• **EXERCISE**: Continue the forum sticky on what to include when asking for help with a sick fish, starting right after its last sentence.

# Sticky  **IF YOUR FISH IS SICK - READ THIS BEFORE STARTING A TOPIC**



## Fishgal

If you decide to post a question, keep in mind that the best way to get help/input from other forum members is to provide all the pertinent data in your post.

:!: What is the size and dimensions of your tank and what SPECIES of fish do you have? (This helps identify potential aggression or overstocking problems.)

:!: How long has it been set up? Is it CYCLED? (This can rule out cycling issues.)

:!: What are your water parameters: Temperature, ammonia (NH3/4), nitrite (NO2), pH, GH, KH and nitrate (NO3)? It's not sufficient to say that your water tests "okay" or "fine." Sometimes a misunderstanding about WATER CHEMISTRY requirements is the root of the problem. If you don't have TEST KITS, you should purchase them. In the meantime, your local fish store will probably test your water for you -- just be sure to get the actual results rather than just a "thumbs up".

• **DATA EXCERPTS**:
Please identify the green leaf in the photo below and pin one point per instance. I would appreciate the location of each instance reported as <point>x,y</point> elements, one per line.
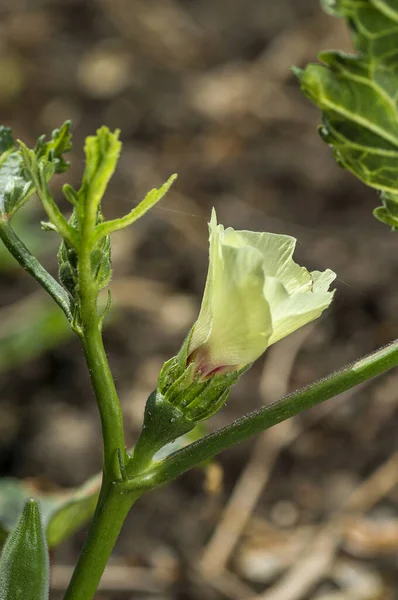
<point>63,512</point>
<point>53,150</point>
<point>16,185</point>
<point>24,563</point>
<point>32,328</point>
<point>102,153</point>
<point>358,94</point>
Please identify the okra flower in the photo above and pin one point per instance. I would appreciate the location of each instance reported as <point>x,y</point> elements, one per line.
<point>255,295</point>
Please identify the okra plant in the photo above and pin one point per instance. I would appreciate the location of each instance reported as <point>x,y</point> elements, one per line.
<point>255,294</point>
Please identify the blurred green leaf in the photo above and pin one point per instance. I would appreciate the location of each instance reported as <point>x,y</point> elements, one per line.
<point>32,326</point>
<point>358,95</point>
<point>64,512</point>
<point>24,562</point>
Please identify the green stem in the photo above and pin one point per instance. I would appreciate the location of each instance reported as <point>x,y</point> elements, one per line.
<point>100,373</point>
<point>361,370</point>
<point>111,511</point>
<point>28,262</point>
<point>107,398</point>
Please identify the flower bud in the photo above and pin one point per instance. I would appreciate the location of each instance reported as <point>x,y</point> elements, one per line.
<point>255,295</point>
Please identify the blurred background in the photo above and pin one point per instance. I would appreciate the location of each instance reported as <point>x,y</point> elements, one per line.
<point>308,510</point>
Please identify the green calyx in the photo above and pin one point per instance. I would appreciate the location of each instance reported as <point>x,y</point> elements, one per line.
<point>182,399</point>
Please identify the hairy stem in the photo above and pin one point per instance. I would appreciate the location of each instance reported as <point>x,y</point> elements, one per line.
<point>361,370</point>
<point>110,513</point>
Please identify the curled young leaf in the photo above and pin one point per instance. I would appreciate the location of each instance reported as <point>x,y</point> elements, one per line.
<point>16,184</point>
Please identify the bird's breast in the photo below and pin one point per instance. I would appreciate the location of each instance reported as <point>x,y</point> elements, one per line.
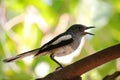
<point>62,51</point>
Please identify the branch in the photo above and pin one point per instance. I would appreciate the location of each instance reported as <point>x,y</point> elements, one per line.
<point>85,64</point>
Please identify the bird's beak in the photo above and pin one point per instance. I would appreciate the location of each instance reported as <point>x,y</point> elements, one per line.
<point>89,28</point>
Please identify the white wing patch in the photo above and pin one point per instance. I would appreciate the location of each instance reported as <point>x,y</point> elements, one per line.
<point>62,38</point>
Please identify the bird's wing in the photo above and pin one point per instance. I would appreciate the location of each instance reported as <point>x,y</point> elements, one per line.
<point>58,41</point>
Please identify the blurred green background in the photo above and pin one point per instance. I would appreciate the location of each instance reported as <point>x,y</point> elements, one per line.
<point>28,24</point>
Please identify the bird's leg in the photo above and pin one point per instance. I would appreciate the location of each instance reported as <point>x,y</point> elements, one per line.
<point>52,57</point>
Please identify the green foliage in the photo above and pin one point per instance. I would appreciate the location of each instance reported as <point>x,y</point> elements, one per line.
<point>25,25</point>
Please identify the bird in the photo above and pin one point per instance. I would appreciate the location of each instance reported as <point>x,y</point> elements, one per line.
<point>63,44</point>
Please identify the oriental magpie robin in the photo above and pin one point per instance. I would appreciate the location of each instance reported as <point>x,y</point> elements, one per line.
<point>61,45</point>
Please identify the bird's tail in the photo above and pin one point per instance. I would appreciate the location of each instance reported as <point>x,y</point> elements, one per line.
<point>22,55</point>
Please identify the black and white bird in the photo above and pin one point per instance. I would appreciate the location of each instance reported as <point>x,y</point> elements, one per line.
<point>61,45</point>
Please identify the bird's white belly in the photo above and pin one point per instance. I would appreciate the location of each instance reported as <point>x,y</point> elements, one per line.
<point>62,51</point>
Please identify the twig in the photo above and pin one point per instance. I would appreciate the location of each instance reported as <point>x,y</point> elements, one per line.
<point>85,64</point>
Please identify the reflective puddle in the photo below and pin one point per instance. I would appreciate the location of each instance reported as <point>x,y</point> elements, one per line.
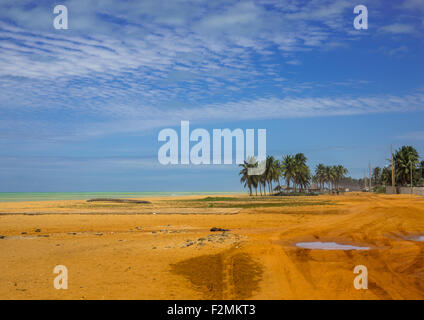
<point>328,246</point>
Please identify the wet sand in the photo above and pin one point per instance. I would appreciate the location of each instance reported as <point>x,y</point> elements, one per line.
<point>165,250</point>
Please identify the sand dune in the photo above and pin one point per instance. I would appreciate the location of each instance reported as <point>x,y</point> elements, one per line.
<point>124,251</point>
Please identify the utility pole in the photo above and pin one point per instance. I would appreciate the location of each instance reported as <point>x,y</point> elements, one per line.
<point>393,166</point>
<point>370,175</point>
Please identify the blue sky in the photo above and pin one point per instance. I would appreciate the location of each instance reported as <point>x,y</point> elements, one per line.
<point>80,109</point>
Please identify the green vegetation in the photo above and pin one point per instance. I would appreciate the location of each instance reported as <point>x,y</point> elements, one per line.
<point>408,170</point>
<point>293,171</point>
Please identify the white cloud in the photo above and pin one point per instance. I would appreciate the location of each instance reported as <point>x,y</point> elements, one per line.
<point>397,28</point>
<point>416,135</point>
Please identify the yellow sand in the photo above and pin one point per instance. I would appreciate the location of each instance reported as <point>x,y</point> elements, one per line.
<point>124,251</point>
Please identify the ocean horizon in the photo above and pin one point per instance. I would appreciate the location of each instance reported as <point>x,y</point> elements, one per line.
<point>50,196</point>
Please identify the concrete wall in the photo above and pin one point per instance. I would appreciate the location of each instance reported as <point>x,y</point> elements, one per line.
<point>405,190</point>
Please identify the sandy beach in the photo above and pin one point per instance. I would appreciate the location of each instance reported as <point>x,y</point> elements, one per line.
<point>165,250</point>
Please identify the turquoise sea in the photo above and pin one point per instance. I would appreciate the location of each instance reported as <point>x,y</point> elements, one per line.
<point>48,196</point>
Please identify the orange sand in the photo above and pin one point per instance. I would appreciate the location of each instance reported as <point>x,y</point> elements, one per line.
<point>120,251</point>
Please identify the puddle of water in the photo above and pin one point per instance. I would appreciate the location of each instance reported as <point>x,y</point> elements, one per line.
<point>328,246</point>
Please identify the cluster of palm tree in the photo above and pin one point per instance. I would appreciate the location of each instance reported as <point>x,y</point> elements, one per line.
<point>408,169</point>
<point>329,176</point>
<point>264,181</point>
<point>291,170</point>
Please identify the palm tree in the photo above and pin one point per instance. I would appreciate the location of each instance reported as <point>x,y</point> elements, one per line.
<point>320,175</point>
<point>246,179</point>
<point>406,160</point>
<point>339,173</point>
<point>269,172</point>
<point>288,168</point>
<point>302,174</point>
<point>376,176</point>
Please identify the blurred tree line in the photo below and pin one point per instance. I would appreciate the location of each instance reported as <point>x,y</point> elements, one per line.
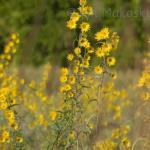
<point>44,37</point>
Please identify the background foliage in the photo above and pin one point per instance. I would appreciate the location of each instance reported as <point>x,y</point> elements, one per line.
<point>41,25</point>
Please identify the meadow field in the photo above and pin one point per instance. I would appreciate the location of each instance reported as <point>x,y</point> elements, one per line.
<point>93,96</point>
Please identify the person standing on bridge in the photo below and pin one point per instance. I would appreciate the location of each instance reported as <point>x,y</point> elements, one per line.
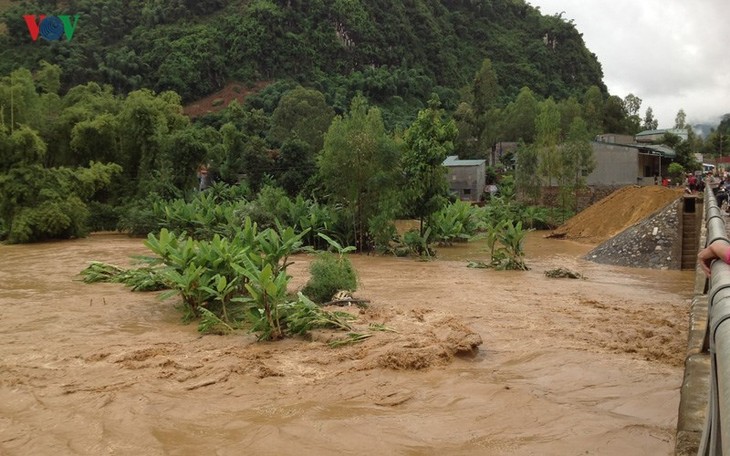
<point>718,250</point>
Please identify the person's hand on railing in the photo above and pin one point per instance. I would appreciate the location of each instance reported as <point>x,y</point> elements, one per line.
<point>720,249</point>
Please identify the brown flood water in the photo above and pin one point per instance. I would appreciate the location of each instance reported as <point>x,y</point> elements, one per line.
<point>566,367</point>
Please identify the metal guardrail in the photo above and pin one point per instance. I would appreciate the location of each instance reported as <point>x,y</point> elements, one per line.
<point>716,435</point>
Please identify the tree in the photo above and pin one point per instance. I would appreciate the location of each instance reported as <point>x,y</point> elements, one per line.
<point>547,126</point>
<point>42,203</point>
<point>520,117</point>
<point>679,121</point>
<point>632,104</point>
<point>614,115</point>
<point>650,123</point>
<point>485,93</point>
<point>427,143</point>
<point>577,161</point>
<point>527,178</point>
<point>593,106</point>
<point>296,165</point>
<point>301,114</point>
<point>358,165</point>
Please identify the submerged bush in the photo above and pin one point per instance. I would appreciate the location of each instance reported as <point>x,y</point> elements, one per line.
<point>329,274</point>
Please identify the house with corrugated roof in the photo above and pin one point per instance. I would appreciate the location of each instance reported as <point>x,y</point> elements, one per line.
<point>626,164</point>
<point>467,178</point>
<point>654,136</point>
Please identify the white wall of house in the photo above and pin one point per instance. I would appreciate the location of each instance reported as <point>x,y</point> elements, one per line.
<point>615,165</point>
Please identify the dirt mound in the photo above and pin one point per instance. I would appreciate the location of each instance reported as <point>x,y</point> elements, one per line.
<point>618,211</point>
<point>221,99</point>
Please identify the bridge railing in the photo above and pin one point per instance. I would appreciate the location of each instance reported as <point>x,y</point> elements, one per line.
<point>716,435</point>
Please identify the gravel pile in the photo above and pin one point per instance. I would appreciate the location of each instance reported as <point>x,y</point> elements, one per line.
<point>652,243</point>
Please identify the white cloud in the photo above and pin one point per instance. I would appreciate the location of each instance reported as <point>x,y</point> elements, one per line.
<point>669,53</point>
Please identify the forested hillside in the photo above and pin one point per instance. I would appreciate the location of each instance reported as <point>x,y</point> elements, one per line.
<point>396,53</point>
<point>359,104</point>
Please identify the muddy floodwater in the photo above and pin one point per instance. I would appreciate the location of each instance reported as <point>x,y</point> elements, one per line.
<point>565,367</point>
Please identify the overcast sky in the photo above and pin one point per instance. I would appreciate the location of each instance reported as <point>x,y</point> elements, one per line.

• **FINAL ANSWER**:
:!: How long have you had the fish and what symptoms do they have? What do you FEED them? Have you introduced any new fish recently? What is your MAINTENANCE schedule, and what product/s (if any) do you use to neutralize chlorine or chloramines in your TAP WATER? (This helps to determine if a new disease has been introduced to the tank or if it's some kind of husbandry problem.)

:!: If you have something unusual to describe, post a photo if possible. Click HERE for instructions.

There are thousands of informative discussions archived here, many with photos and helpful links. Have you tried using the SEARCH function? There may also be an ARTICLE here that pertains to your query.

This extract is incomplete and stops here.